* _Stated goal_
Copy the rows from the beginning through the line containing "84), (138, 87)]", requests included, and raise every coordinate in the answer outlines by 105. Leave all numbers in the requests and their format samples as they are.

* _Extracted entries_
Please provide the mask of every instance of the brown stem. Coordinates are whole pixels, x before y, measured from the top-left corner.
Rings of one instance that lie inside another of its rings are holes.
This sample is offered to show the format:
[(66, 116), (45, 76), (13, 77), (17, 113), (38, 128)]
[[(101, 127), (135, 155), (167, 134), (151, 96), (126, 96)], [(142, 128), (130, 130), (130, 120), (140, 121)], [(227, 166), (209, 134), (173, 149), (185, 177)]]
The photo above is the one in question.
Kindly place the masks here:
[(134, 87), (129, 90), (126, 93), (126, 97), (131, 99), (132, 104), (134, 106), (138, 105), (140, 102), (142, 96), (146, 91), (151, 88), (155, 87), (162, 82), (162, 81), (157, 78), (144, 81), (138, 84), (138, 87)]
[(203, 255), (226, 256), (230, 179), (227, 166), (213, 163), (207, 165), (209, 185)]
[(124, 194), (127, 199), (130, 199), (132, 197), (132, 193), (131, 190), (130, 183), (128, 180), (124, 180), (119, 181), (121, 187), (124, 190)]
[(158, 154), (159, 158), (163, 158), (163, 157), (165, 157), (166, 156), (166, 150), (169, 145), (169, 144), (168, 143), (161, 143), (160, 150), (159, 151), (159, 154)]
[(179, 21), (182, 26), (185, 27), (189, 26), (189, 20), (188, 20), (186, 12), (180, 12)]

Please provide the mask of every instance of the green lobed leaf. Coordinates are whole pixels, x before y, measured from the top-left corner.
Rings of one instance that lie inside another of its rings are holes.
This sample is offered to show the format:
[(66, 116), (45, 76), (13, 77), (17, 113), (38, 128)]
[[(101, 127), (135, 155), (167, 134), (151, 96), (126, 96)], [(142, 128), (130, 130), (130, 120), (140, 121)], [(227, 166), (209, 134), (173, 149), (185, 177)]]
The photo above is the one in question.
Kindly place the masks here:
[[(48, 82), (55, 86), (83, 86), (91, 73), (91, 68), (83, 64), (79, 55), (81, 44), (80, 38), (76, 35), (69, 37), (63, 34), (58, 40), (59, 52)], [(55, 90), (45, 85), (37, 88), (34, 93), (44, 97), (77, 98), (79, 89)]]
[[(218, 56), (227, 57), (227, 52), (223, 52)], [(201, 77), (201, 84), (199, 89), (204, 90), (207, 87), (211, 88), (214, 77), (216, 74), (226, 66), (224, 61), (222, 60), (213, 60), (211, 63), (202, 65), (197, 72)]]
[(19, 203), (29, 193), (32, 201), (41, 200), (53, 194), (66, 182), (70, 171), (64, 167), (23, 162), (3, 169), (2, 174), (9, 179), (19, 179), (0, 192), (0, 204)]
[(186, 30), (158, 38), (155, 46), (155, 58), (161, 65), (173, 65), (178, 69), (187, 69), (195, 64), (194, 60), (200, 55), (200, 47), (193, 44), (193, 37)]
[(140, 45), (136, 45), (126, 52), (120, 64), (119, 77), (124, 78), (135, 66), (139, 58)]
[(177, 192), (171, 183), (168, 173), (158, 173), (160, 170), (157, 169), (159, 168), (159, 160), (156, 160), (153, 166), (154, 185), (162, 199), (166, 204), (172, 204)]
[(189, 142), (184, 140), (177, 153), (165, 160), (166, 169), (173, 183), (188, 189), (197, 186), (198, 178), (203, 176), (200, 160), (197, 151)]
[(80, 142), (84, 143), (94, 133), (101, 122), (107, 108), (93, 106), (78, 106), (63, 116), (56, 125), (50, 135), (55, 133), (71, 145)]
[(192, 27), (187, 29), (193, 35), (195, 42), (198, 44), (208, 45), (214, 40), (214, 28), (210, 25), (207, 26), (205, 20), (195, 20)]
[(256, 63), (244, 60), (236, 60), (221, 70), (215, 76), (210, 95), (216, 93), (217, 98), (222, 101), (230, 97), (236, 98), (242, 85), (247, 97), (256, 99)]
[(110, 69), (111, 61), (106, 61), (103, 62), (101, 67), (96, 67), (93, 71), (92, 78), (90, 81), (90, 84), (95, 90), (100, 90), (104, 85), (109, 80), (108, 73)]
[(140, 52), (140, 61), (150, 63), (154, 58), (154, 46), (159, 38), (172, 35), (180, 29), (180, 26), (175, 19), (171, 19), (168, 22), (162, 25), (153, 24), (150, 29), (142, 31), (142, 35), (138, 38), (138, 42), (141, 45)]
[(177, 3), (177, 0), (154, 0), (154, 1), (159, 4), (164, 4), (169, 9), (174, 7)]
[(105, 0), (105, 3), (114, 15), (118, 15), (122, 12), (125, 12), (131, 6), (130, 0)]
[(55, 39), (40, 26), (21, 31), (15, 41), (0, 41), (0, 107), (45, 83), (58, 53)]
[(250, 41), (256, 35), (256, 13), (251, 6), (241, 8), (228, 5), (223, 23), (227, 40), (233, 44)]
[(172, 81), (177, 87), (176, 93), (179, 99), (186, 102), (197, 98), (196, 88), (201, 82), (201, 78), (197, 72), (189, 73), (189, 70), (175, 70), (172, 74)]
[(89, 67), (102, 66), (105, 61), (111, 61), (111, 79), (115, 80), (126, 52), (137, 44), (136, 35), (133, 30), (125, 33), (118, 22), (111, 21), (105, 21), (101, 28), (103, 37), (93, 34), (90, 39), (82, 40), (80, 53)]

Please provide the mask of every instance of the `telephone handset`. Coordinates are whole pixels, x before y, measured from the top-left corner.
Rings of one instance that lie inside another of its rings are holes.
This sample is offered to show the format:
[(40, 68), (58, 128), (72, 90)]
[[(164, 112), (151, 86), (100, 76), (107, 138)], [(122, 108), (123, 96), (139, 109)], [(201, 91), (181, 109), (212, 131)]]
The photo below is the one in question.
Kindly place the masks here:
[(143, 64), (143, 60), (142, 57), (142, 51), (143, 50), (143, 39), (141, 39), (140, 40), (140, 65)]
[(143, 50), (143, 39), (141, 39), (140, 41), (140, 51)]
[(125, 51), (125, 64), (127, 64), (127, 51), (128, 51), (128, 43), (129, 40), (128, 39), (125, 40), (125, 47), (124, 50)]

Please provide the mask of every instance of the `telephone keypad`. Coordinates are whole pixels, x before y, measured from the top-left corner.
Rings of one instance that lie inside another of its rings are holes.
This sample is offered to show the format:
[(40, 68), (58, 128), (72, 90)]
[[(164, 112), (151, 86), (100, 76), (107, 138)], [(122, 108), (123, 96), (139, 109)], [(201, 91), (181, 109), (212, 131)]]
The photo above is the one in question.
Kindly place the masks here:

* _Answer to the exercise_
Please provide the mask of every instance of the brown stem. Coordinates are whole pixels, x before y, measured from the top-left corner.
Rings of one instance that lie inside another of its rings are holes.
This sample is offered to show the format:
[(66, 116), (45, 76), (13, 77), (17, 113), (38, 128)]
[[(101, 127), (135, 155), (167, 134), (151, 96), (126, 96)], [(142, 128), (130, 130), (130, 120), (140, 121)], [(227, 166), (209, 134), (173, 149), (185, 177)]]
The photo above is the one in question.
Kindly place the masks here:
[(239, 192), (234, 195), (231, 198), (231, 202), (236, 204), (237, 209), (239, 211), (243, 210), (245, 207), (247, 201), (251, 196), (256, 193), (260, 192), (267, 187), (267, 186), (262, 183), (249, 186), (243, 189), (243, 192)]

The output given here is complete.